*Aim*: Reproduce every line of the material below, leaving out the pictures, and scale each box coordinate in the results by 0.55, rounding to whole numbers with halves rounded up. Keep every other line unchanged.

[Dataset entries]

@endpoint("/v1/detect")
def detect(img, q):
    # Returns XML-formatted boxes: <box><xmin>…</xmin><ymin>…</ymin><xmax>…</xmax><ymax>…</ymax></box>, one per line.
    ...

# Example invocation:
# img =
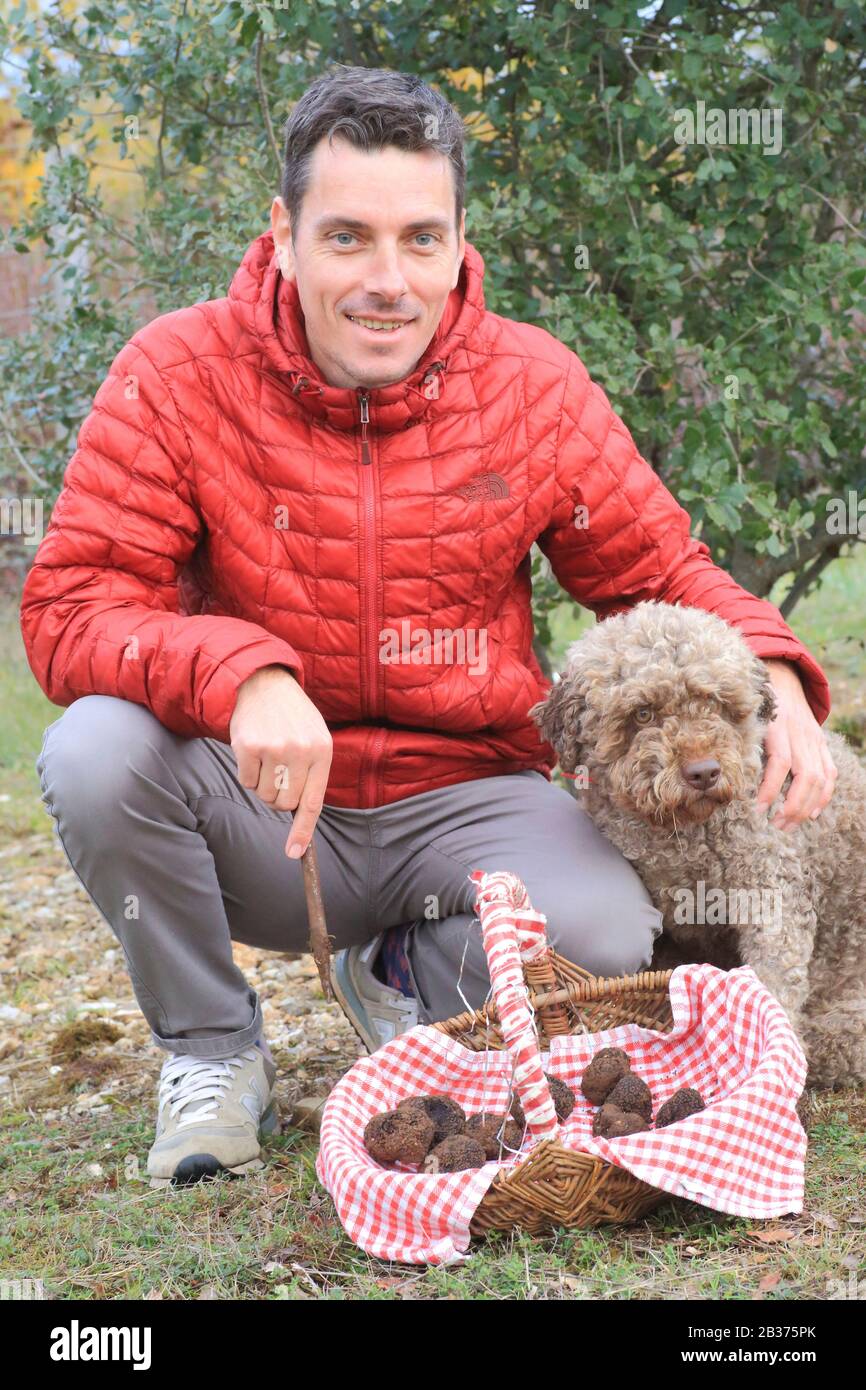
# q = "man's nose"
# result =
<box><xmin>364</xmin><ymin>247</ymin><xmax>409</xmax><ymax>304</ymax></box>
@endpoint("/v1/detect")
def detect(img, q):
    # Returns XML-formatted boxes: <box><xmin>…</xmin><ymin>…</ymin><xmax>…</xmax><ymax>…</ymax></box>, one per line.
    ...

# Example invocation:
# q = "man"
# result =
<box><xmin>21</xmin><ymin>68</ymin><xmax>834</xmax><ymax>1180</ymax></box>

*In response*:
@endpoint("/v1/detect")
def detect(img, q):
    # Returns XML-formatted boxes: <box><xmin>…</xmin><ymin>…</ymin><xmax>…</xmax><ymax>…</ymax></box>, one per line.
    ...

# Example invocation:
# img =
# q = "man's nose"
# result =
<box><xmin>200</xmin><ymin>136</ymin><xmax>225</xmax><ymax>167</ymax></box>
@endpoint("/v1/detect")
def detect(img, q):
    # Returns XML-formatted boxes: <box><xmin>…</xmin><ymin>…</ymin><xmax>…</xmax><ymax>…</ymax></box>, one per line.
    ...

# Example invocation:
# q = "man"
# result =
<box><xmin>12</xmin><ymin>37</ymin><xmax>459</xmax><ymax>649</ymax></box>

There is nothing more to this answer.